* begin EXTRACT TO READ *
Martin Kits van Heyningen

Rich Valera

Right.

Rich Valera

Patrick Spratt

So the meter plans or the pay by the megabyte which are the only way we sell airtime services with the V3. However, you can get meter plans with the V7 but it’s a fairly small percentage of those systems that have meter plans.

So when we refer to meter plans you shouldn’t think of it as exactly equal to V3 but it’s a close approximation. And the range there right now is in the $500 to $700 per month ARPU range.

The fixed price plans which are only sold with the V7 and then will also be sold with the V11 when that comes to market, the ARPU for those is still is running in the range of $1,800 to $1,900 per month. So as the business continues to grow, the blend of the business will be a mixture of those two types of plans.

Right now, even though our current sales in new systems are approximately one-thirds, two-thirds V3/V7, that is not the profile of our base of business because obviously we have been selling the V7s for the last four years whereas the V3 is only been in the market for last three quarters.
* end EXTRACT TO READ *
* begin DATA BLOCK *
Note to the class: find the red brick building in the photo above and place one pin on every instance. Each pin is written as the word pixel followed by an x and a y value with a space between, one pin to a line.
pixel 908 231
* end DATA BLOCK *
[DIRECTIONS]
[1] In the passage on airtime plans, what monthly ARPU range is given for the fixed price plans?
[2] Decide whether each statement agrees with the passage on airtime plans, answering yes or no and quoting the words that settle it: (a) Meter plans can be bought with the V7. (b) Fixed price plans are sold with the V3. (c) The V3 has been on the market for four years.
[3] Carry on the passage on airtime plans from the point where it ends.
The listing isn't needed for any of this.

[RESPONSES TO THE EXERCISE]
[1] $1,800 to $1,900 per month.

[2]
(a) Yes: "you can get meter plans with the V7"
(b) No: "The fixed price plans which are only sold with the V7"
(c) No: "the V3 is only been in the market for last three quarters"

[3]
Patrick Spratt

Martin Kits van Heyningen

Another thing we should point out is that the V7 is expected to have - we haven’t announced pricing for the airtime packages yet, but our expectation is that the ARPU should be a third higher than the V7. So there will be incremental charge for the V11 airtime packages, so that’s going to be helping to drive ARPUs up.

Martin Kits van Heyningen

Rich Valera

Great, that’s helpful. And then on the V11, you mentioned you had - it sounds like a pretty good.

As we syndication of interest there, I am not sure if they are firm orders at this point, but could you give us any color on what kind of visibility do you have to the V11 ramp in the back half based on current dialog with customers?

Rich Valera

Martin Kits van Heyningen

Well, I’ll give you one specific example, one of our bigger customers that we announced last year was Vroon, they have a fleet of 125 vessels, they have committed to approximately 25% of their fleet would be V11 as opposed to V7. So, what we are seeing is to address some of the larger fleets that have mix, where they have LNG tankers and car carriers and all kinds of different ships, they need a mix of solutions.

So, it’s really instrumental for us to be offer all different solutions ranging from the V3, which is a very small product then the V11. So now when we talk to the larger fleet managers it is great to be able address all their needs and not force them to go talk to our competitors for some of their requirements.

Martin Kits van Heyningen

Rich Valera

Right. Okay, that’s helpful.

Thank you.

Rich Valera

Martin Kits van Heyningen

Yes. Jeremy, could you go on to the next question please.

Martin Kits van Heyningen

Operator

Yes. We have a follow-up question from Chris Quilty from Raymond James and Associates.

Operator

Chris Quilty

Gentlemen, I was running the numbers here. Did you break through 300 units shipped in the quarter?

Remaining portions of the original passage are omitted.